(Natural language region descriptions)
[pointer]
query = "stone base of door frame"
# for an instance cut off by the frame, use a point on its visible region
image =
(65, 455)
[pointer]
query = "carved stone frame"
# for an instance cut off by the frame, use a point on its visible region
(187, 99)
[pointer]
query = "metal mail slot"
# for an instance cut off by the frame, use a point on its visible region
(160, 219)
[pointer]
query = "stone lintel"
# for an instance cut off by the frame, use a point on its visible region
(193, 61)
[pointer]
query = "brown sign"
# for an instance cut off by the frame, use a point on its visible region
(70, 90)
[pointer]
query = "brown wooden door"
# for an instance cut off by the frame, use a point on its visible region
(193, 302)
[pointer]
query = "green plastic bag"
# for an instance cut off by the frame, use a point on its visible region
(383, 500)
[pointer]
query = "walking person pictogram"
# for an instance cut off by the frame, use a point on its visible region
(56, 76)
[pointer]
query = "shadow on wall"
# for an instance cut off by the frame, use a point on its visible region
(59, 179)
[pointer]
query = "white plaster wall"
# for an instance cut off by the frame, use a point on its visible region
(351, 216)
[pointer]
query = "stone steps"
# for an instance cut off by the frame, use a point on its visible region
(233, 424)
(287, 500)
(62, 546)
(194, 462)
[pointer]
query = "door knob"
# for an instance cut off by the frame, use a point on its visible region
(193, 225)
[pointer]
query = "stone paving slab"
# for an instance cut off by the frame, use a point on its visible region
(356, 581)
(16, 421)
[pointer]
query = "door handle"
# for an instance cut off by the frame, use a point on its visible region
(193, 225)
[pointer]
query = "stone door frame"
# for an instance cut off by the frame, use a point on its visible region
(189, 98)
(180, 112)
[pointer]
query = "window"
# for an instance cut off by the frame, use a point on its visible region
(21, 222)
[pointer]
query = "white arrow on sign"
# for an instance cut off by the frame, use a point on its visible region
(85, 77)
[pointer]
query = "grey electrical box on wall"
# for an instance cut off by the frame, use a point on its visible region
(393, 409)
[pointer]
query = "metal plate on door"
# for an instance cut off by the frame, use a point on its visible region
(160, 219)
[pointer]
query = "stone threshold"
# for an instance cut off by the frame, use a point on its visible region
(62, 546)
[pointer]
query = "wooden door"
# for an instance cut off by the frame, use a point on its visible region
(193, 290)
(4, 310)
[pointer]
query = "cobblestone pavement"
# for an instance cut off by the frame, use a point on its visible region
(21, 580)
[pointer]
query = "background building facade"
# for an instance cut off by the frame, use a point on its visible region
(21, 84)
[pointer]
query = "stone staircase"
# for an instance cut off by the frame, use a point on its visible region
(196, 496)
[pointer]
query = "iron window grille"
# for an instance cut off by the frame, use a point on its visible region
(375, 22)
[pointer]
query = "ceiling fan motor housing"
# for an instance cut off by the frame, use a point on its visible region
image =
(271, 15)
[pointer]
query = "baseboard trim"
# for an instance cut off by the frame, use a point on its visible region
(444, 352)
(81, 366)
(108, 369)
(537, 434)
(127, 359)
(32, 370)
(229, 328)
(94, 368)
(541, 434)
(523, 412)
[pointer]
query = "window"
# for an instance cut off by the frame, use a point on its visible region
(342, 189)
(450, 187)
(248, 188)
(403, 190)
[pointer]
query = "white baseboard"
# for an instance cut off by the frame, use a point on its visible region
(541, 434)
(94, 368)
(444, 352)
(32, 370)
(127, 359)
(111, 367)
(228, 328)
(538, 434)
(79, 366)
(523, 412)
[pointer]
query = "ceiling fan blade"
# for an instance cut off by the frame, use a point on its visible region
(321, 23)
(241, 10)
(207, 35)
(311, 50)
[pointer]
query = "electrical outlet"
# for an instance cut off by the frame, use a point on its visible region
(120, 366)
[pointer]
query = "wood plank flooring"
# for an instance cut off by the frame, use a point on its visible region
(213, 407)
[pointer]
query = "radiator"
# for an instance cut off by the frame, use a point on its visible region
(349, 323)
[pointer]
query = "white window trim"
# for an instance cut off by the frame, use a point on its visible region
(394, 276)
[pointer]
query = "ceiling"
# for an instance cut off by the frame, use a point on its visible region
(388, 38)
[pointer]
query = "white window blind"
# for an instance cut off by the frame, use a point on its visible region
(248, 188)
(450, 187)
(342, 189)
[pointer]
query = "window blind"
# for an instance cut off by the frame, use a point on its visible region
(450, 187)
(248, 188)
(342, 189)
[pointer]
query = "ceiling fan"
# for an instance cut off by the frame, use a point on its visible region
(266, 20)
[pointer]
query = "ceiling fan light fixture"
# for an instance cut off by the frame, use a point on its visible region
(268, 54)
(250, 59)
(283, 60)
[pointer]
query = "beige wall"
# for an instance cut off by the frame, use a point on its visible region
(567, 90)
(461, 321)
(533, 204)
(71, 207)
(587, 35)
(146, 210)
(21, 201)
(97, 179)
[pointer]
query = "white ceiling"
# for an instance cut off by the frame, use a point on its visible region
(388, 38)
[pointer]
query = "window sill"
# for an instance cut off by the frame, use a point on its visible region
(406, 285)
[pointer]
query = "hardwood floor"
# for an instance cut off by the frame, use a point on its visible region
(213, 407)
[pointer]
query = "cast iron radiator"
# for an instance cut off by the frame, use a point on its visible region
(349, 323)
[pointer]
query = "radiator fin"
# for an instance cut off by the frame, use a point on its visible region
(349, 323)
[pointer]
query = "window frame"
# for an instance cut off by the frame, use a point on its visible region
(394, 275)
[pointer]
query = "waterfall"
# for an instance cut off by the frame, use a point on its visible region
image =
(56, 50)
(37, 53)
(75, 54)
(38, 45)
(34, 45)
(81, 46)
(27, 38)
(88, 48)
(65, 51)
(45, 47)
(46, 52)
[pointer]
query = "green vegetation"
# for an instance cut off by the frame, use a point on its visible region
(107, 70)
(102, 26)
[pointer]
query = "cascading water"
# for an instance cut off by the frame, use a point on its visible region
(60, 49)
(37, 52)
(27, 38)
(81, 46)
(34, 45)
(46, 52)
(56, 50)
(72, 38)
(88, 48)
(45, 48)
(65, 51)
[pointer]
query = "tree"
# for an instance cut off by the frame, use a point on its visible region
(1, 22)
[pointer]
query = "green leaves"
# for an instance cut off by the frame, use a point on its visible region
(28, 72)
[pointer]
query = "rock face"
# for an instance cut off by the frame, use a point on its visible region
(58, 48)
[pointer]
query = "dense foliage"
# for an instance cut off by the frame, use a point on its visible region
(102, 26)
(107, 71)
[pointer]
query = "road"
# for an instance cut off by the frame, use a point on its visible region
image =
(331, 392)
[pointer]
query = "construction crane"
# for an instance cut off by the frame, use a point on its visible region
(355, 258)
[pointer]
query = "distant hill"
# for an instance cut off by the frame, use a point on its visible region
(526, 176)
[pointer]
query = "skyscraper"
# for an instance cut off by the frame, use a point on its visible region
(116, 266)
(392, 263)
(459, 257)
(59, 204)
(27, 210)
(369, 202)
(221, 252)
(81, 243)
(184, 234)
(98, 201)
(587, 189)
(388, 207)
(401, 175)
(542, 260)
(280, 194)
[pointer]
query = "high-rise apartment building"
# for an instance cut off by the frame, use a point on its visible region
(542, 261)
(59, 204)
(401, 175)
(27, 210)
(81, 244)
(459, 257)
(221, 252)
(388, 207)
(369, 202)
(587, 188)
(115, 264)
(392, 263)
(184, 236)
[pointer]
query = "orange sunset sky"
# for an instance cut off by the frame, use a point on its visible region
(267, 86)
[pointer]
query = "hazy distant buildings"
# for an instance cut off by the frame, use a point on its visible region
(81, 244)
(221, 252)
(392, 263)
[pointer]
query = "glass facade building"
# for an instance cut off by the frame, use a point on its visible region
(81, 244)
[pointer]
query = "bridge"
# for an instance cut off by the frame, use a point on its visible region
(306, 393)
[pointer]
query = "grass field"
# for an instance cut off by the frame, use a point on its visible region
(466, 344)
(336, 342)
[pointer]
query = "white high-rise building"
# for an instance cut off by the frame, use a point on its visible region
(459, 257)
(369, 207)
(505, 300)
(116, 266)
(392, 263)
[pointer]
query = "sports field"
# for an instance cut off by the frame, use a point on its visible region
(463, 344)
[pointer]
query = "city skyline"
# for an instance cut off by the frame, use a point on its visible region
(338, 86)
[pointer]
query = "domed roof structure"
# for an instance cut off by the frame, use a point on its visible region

### What to produce
Check which lines of the entries hold the word "baseboard", then please give only how many there are.

### Task answer
2